**What you need to do**. Arrange every line of the records below into a Markdown table with two columns, Row for the row number and Line for the line itself. Leave out blank lines.

::: Working data :::

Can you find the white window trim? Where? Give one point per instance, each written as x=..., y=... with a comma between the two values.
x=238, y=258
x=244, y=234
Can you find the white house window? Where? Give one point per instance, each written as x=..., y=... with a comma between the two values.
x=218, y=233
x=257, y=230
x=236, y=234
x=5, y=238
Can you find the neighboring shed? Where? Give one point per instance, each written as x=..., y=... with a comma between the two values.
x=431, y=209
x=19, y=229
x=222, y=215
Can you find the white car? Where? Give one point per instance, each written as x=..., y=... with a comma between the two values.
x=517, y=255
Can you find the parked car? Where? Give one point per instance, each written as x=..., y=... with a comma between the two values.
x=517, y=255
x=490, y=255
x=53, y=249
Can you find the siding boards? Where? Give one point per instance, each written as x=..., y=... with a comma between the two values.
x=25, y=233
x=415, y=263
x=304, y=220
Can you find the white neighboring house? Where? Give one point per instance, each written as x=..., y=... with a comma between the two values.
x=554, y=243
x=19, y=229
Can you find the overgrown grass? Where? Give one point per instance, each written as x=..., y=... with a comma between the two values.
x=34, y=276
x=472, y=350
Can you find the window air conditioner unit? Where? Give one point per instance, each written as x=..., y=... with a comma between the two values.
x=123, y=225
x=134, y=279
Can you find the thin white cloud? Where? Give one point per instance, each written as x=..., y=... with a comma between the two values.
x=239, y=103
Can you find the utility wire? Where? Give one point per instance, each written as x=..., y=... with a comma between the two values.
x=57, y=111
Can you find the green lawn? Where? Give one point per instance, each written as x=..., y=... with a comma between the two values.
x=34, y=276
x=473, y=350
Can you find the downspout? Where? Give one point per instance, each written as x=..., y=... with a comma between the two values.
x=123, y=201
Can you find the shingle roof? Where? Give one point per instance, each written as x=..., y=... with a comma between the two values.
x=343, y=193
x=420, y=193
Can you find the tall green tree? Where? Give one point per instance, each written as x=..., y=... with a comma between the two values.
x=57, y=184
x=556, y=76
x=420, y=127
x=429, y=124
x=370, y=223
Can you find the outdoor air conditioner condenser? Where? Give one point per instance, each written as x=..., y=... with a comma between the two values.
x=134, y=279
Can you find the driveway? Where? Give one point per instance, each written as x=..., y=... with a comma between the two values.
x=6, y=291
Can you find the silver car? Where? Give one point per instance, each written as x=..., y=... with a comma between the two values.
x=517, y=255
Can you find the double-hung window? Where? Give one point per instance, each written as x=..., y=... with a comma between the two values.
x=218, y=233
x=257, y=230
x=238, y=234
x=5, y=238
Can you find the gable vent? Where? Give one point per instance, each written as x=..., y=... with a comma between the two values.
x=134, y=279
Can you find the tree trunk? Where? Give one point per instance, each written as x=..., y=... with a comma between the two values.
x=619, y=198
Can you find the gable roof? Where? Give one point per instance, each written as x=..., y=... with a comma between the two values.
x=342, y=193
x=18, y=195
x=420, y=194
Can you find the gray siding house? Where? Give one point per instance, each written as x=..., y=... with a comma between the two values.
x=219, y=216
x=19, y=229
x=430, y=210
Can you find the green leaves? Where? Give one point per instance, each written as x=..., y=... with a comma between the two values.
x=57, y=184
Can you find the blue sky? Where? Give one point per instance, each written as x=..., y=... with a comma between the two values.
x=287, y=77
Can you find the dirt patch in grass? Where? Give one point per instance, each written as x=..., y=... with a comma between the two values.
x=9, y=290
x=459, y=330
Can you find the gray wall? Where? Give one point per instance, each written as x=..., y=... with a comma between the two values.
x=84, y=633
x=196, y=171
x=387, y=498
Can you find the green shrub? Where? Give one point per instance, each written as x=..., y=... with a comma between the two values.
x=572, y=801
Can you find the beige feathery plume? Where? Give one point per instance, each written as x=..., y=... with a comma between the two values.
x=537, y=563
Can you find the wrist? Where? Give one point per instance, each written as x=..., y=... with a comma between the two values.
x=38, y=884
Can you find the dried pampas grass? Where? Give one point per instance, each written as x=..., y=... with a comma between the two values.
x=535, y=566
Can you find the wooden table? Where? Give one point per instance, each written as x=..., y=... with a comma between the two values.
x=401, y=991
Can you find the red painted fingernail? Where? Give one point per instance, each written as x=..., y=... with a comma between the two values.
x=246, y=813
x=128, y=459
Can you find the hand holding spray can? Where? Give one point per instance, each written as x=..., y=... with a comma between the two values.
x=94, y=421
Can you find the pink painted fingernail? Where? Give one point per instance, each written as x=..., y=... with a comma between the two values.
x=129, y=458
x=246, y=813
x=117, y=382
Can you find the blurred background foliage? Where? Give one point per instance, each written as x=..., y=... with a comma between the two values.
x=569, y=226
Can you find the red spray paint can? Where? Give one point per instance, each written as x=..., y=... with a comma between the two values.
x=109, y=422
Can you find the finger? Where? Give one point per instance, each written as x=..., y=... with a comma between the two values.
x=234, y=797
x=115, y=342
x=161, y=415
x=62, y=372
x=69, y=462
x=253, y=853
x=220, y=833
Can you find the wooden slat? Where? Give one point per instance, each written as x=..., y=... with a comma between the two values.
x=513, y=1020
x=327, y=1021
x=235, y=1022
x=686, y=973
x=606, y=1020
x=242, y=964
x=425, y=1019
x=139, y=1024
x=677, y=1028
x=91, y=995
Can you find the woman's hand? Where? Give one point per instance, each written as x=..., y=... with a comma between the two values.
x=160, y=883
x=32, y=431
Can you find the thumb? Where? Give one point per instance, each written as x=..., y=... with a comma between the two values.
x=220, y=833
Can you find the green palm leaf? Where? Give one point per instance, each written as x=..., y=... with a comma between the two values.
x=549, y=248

:::

**Correct result**.
| Row | Line |
|---|---|
| 1 | Can you find the white window trim? Where? Give one point per instance, each written as x=..., y=... with a comma between the two values. |
| 2 | x=238, y=258 |
| 3 | x=244, y=234 |
| 4 | Can you find the white house window? Where? Give one point per instance, each written as x=..., y=... with a comma between the two values. |
| 5 | x=218, y=233 |
| 6 | x=257, y=230 |
| 7 | x=236, y=234 |
| 8 | x=5, y=238 |
| 9 | Can you find the neighboring shed? Where? Give one point per instance, each written as x=..., y=... with a comma between the two values. |
| 10 | x=431, y=209 |
| 11 | x=19, y=229 |
| 12 | x=222, y=215 |
| 13 | Can you find the white car? Where? Give one point per instance, each written as x=..., y=... with a comma between the two values. |
| 14 | x=517, y=255 |
| 15 | Can you find the parked car? Where? Give one point per instance, each written as x=..., y=... with a comma between the two values. |
| 16 | x=517, y=255 |
| 17 | x=490, y=255 |
| 18 | x=53, y=249 |
| 19 | Can you find the siding boards? Where? Give one point per instance, each written as x=..., y=... with a comma between the two values. |
| 20 | x=25, y=233 |
| 21 | x=415, y=263 |
| 22 | x=304, y=220 |
| 23 | Can you find the white neighboring house? Where? Give one point per instance, each written as x=..., y=... with a comma between the two values. |
| 24 | x=554, y=243 |
| 25 | x=19, y=229 |
| 26 | Can you find the overgrown grass? Where? Give one point per instance, each written as x=..., y=... with a comma between the two values. |
| 27 | x=34, y=276 |
| 28 | x=472, y=350 |
| 29 | Can you find the window air conditioner unit? Where? Give one point per instance, each written as x=..., y=... with a comma between the two values. |
| 30 | x=123, y=225 |
| 31 | x=134, y=279 |
| 32 | Can you find the thin white cloud? Where? Give one point per instance, each written as x=..., y=... with a comma between the two values. |
| 33 | x=239, y=103 |
| 34 | Can you find the utility wire? Where? Give one point per instance, each written as x=..., y=... with a comma between the two values. |
| 35 | x=57, y=111 |
| 36 | Can you find the green lawn? Where? Give one point per instance, each written as x=..., y=... with a comma between the two values. |
| 37 | x=34, y=276 |
| 38 | x=473, y=350 |
| 39 | Can you find the downspout? Where? Give one point per instance, each written as x=..., y=... with a comma between the two values. |
| 40 | x=123, y=201 |
| 41 | Can you find the shingle roof? Where? Give one point per instance, each written as x=..., y=... with a comma between the two values. |
| 42 | x=343, y=193 |
| 43 | x=420, y=193 |
| 44 | Can you find the tall green tree? Where? Give one point per instance, each written as x=..., y=... with a comma between the two values. |
| 45 | x=57, y=184 |
| 46 | x=556, y=76 |
| 47 | x=420, y=127 |
| 48 | x=429, y=124 |
| 49 | x=370, y=223 |
| 50 | Can you find the outdoor air conditioner condenser? Where? Give one point per instance, each written as x=..., y=... with a comma between the two values. |
| 51 | x=134, y=279 |
| 52 | Can you find the driveway? Where? Give one point per instance, each written as x=..., y=... with a comma between the two values. |
| 53 | x=6, y=291 |
| 54 | Can you find the silver car? Where? Give one point per instance, each written as x=..., y=... with a comma between the two values. |
| 55 | x=517, y=255 |
| 56 | Can you find the double-hung window? Where? Give one point per instance, each written as x=..., y=... with a comma between the two values. |
| 57 | x=218, y=233 |
| 58 | x=257, y=230 |
| 59 | x=238, y=234 |
| 60 | x=5, y=238 |
| 61 | Can you find the gable vent? Where? Give one point per instance, each written as x=..., y=... with a comma between the two values. |
| 62 | x=134, y=279 |
| 63 | Can you find the tree trunk? Where? Give one point per instance, each written as x=..., y=... with a comma between the two values. |
| 64 | x=619, y=198 |
| 65 | Can you find the gable roof? Where? Give one point per instance, each written as x=..., y=... with a comma between the two values. |
| 66 | x=342, y=193 |
| 67 | x=18, y=195 |
| 68 | x=420, y=194 |
| 69 | Can you find the gray siding house? Where? Give one point per instance, each written as x=..., y=... with a comma between the two values. |
| 70 | x=219, y=216 |
| 71 | x=19, y=229 |
| 72 | x=430, y=210 |
| 73 | Can you find the green leaves? Where? Give one point per instance, each written as x=..., y=... with a comma between the two values. |
| 74 | x=57, y=184 |
| 75 | Can you find the blue sky? Where? Give one point per instance, each written as x=..., y=... with a comma between the two values. |
| 76 | x=287, y=77 |
| 77 | Can you find the dirt patch in grass? Where? Give one point per instance, each written as x=..., y=... with a comma between the two values. |
| 78 | x=9, y=290 |
| 79 | x=459, y=330 |
| 80 | Can you find the gray wall? Where? Give one point per instance, each written as x=..., y=... with a comma between the two values. |
| 81 | x=84, y=633 |
| 82 | x=196, y=171 |
| 83 | x=387, y=498 |
| 84 | Can you find the green shrub? Where? Give one point per instance, each written as x=..., y=... with a comma between the two values. |
| 85 | x=572, y=801 |
| 86 | Can you find the beige feathery plume? Where? Give one point per instance, each written as x=..., y=... with a comma between the two values. |
| 87 | x=537, y=563 |
| 88 | Can you find the wrist? Where? Give one point per instance, each written as x=..., y=... with a comma between the two values. |
| 89 | x=38, y=884 |
| 90 | Can you find the dried pampas grass? Where? Give one point per instance, each written as x=..., y=... with a comma between the two values. |
| 91 | x=535, y=566 |
| 92 | Can you find the wooden table? Where? Give one point per instance, each written as x=..., y=... with a comma between the two values. |
| 93 | x=401, y=991 |
| 94 | Can you find the red painted fingernail? Where? Give one point per instance, each written as x=..., y=... with a comma between the two values. |
| 95 | x=246, y=813 |
| 96 | x=128, y=459 |
| 97 | Can you find the hand holding spray can? Where? Give one point per instance, each written as x=..., y=... with a comma between the two values. |
| 98 | x=94, y=421 |
| 99 | Can you find the pink painted fingernail? Where? Give one point per instance, each written as x=..., y=... with a comma between the two values. |
| 100 | x=129, y=458 |
| 101 | x=246, y=813 |
| 102 | x=117, y=382 |
| 103 | Can you find the blurred background foliage? Where? Give one point per instance, each written as x=..., y=... with a comma between the two values. |
| 104 | x=569, y=226 |
| 105 | Can you find the red spray paint can? Where? Give one point per instance, each written as x=..., y=... with a comma between the two values. |
| 106 | x=109, y=422 |
| 107 | Can you find the finger? Where? Give one point per instance, each written as x=..., y=... with a comma between the two values. |
| 108 | x=234, y=797 |
| 109 | x=115, y=342 |
| 110 | x=161, y=415 |
| 111 | x=62, y=372 |
| 112 | x=69, y=462 |
| 113 | x=253, y=853 |
| 114 | x=220, y=833 |
| 115 | Can you find the wooden slat? Where? Give one point per instance, each written as x=..., y=... with a comma between the two values. |
| 116 | x=513, y=1020 |
| 117 | x=327, y=1021 |
| 118 | x=235, y=1022 |
| 119 | x=686, y=973 |
| 120 | x=606, y=1020 |
| 121 | x=242, y=964 |
| 122 | x=425, y=1019 |
| 123 | x=139, y=1024 |
| 124 | x=677, y=1028 |
| 125 | x=91, y=995 |
| 126 | Can you find the woman's hand? Where? Give one point per instance, each written as x=..., y=... with a comma between the two values. |
| 127 | x=160, y=883 |
| 128 | x=32, y=431 |
| 129 | Can you find the thumb? Where? Give one point per instance, each written as x=..., y=... with a comma between the two values. |
| 130 | x=220, y=833 |
| 131 | Can you find the green palm leaf? Where? Give one point per instance, each written as x=..., y=... with a comma between the two values. |
| 132 | x=549, y=248 |